§ To do
Find every line in the rows below that contains the word "clear" and copy each one in full.
** START **
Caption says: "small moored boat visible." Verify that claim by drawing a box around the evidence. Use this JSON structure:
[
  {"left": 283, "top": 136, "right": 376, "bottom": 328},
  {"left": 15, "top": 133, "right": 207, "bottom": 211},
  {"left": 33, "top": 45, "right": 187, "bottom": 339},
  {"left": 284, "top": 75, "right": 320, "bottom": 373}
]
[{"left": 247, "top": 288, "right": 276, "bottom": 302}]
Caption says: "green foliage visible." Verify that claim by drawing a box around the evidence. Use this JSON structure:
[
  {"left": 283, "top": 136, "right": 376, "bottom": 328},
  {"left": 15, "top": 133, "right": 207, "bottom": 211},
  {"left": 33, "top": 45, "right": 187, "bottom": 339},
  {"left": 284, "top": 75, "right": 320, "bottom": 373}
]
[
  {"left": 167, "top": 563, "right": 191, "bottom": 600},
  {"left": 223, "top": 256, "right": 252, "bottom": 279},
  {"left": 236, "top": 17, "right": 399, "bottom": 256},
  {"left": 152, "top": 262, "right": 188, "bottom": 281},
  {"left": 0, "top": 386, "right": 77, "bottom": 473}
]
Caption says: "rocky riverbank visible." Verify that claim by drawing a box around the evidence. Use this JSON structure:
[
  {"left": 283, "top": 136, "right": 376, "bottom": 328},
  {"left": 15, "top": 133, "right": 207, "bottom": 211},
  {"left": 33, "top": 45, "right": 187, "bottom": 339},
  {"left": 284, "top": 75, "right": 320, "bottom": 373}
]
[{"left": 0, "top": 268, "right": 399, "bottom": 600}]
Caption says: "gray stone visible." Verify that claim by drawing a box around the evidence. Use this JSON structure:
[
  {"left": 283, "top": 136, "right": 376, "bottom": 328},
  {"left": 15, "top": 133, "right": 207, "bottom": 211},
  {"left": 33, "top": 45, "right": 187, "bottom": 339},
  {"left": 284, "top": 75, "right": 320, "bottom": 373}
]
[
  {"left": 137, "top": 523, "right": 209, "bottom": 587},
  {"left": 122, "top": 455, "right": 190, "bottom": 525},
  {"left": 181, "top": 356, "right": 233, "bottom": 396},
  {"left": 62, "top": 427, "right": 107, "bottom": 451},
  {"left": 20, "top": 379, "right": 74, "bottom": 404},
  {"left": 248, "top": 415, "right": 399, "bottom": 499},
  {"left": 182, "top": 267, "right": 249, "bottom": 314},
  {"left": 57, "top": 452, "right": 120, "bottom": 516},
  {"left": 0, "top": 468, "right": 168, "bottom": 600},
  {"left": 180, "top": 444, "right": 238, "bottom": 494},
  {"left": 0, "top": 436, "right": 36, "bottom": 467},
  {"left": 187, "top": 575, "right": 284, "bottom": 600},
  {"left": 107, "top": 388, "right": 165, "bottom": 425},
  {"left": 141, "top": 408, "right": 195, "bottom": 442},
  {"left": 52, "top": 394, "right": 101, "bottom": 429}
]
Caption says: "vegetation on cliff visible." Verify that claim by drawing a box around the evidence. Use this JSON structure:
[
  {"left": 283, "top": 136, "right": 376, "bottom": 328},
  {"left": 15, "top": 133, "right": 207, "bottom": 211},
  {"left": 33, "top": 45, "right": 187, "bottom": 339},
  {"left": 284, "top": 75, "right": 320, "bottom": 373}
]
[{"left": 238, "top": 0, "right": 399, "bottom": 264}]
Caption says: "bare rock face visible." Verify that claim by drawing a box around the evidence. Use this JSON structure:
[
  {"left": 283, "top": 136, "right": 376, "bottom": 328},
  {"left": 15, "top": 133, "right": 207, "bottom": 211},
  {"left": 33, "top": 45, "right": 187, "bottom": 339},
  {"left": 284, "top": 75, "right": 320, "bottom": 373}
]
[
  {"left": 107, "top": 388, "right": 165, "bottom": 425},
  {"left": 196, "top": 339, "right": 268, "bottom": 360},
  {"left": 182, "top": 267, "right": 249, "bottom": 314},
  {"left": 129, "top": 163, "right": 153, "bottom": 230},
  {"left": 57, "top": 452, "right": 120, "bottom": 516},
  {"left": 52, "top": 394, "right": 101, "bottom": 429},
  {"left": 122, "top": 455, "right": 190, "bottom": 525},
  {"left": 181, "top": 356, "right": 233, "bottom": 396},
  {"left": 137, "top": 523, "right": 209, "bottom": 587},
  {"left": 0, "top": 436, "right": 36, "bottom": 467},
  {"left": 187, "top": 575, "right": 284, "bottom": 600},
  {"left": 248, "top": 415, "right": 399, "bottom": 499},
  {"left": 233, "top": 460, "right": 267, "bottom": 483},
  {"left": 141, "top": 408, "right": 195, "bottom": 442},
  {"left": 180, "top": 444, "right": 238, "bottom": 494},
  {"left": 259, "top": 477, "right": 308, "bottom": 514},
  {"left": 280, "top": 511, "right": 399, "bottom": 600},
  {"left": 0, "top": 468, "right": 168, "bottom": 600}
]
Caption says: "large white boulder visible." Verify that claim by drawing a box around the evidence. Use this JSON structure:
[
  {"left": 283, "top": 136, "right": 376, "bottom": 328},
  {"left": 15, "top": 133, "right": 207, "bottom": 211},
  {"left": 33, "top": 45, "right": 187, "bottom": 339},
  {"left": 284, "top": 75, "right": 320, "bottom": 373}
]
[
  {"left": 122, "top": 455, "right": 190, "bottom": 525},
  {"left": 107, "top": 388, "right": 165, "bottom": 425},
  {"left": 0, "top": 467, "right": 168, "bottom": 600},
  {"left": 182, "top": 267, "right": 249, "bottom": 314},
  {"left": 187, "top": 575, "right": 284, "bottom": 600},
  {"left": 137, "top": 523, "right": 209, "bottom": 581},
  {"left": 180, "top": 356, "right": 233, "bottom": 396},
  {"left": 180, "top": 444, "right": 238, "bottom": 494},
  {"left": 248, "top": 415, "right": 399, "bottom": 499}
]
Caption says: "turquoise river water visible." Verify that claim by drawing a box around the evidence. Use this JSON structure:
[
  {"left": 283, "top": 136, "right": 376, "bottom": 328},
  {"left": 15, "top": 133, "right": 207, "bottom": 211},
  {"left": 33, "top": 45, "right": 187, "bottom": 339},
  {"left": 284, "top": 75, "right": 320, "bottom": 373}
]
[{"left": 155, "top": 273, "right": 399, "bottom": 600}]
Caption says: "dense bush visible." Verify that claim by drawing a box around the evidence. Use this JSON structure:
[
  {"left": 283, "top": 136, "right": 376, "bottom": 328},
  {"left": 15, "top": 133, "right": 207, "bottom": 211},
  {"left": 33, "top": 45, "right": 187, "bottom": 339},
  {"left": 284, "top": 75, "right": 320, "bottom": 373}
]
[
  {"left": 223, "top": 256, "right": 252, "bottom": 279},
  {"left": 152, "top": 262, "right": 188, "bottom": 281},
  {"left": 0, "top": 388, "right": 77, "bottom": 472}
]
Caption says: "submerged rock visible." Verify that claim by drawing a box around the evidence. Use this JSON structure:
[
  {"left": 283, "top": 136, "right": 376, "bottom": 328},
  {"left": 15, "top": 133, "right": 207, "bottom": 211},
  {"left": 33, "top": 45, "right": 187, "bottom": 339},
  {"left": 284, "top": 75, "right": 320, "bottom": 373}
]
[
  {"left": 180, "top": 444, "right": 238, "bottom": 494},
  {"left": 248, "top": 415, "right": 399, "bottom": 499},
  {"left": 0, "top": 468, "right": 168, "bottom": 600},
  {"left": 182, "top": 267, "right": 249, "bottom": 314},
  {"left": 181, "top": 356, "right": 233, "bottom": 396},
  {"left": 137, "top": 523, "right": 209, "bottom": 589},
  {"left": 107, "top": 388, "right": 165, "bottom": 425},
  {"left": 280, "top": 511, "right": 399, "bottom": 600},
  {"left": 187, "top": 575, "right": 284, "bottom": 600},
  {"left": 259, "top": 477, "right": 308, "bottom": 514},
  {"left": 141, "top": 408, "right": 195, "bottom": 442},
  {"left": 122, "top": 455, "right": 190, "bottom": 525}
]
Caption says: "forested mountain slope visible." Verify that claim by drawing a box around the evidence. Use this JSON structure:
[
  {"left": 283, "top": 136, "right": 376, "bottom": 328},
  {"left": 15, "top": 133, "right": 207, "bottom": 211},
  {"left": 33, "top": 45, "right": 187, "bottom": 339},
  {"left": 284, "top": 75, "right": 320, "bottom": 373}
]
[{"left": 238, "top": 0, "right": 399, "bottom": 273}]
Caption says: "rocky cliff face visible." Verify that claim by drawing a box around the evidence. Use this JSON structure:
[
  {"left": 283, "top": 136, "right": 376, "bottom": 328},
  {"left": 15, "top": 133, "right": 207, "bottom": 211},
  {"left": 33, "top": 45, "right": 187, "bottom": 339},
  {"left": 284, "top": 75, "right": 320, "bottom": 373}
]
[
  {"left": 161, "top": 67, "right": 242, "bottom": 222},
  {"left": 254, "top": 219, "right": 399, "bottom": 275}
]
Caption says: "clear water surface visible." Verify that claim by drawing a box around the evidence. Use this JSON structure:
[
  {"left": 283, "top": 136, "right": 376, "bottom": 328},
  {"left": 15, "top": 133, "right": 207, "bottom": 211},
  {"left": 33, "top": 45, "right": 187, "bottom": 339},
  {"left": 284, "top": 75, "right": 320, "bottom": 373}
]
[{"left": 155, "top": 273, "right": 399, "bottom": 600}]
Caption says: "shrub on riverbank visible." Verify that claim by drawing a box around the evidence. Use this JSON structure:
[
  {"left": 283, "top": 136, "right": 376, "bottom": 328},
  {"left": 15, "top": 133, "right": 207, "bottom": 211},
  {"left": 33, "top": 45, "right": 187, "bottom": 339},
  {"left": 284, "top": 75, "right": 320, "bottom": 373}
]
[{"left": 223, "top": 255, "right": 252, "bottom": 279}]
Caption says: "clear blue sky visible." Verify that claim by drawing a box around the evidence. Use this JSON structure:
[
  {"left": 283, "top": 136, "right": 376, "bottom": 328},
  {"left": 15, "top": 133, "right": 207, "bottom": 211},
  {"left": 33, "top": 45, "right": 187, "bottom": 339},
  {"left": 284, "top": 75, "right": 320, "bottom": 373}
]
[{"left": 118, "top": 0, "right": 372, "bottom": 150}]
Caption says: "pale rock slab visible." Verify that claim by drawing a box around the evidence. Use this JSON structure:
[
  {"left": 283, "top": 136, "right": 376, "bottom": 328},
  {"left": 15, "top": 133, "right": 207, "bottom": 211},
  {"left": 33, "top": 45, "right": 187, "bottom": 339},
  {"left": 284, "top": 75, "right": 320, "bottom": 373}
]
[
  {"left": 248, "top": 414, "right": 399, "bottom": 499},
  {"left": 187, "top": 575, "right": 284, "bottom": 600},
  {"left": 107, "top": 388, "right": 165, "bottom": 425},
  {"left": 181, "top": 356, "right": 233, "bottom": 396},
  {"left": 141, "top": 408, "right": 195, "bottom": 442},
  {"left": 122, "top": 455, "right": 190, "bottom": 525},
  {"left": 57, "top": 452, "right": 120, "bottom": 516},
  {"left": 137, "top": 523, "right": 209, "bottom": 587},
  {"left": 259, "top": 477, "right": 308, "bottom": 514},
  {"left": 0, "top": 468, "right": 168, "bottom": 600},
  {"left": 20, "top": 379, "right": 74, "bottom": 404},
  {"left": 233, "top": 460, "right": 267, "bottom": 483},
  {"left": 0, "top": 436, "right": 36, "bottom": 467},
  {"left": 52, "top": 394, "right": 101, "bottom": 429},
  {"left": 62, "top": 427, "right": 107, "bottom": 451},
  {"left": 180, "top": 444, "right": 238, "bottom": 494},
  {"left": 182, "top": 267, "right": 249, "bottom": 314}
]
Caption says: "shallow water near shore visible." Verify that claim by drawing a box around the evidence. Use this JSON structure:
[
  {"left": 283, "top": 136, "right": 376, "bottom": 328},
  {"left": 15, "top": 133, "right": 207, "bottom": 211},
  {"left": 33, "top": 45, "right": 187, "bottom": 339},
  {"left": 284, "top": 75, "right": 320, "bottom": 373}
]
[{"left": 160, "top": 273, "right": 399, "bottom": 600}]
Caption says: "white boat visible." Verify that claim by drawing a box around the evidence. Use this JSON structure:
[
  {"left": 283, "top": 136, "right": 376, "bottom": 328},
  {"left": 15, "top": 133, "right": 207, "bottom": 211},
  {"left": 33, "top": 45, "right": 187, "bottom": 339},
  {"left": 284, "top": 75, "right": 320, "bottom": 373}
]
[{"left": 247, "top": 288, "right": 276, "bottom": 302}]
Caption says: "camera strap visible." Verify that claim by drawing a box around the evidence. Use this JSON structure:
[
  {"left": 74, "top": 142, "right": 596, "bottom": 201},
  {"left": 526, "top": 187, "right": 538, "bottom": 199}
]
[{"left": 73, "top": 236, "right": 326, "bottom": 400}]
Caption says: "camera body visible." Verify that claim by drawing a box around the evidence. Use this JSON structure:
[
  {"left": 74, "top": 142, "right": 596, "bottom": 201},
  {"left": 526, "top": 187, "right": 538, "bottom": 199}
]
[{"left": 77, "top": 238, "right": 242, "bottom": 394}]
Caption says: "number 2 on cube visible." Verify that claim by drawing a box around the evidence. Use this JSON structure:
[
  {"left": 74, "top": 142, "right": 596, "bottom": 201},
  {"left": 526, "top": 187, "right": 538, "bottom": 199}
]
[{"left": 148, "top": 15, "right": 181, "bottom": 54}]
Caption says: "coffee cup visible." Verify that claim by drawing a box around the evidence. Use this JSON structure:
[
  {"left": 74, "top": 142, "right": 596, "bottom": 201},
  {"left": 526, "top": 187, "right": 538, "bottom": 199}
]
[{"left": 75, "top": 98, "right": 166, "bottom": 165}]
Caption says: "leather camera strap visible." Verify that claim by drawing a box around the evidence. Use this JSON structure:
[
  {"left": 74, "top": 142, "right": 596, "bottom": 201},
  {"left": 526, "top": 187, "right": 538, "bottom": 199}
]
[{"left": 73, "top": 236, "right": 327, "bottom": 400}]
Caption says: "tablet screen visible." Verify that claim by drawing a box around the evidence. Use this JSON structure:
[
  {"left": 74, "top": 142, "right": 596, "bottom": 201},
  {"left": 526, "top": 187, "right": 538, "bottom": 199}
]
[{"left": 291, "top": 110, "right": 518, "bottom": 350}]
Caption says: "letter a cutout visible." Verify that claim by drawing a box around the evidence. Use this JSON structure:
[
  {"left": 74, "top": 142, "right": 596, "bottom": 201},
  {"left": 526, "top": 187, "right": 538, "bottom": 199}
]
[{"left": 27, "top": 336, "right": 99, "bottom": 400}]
** END **
§ Written reply
Caption says: "clear water surface visible." Verify that claim by drawing a box around the evidence. Use this JSON structure:
Caption says: "clear blue sky visible." Verify that claim by drawing a box around the evidence. Use this JSON structure:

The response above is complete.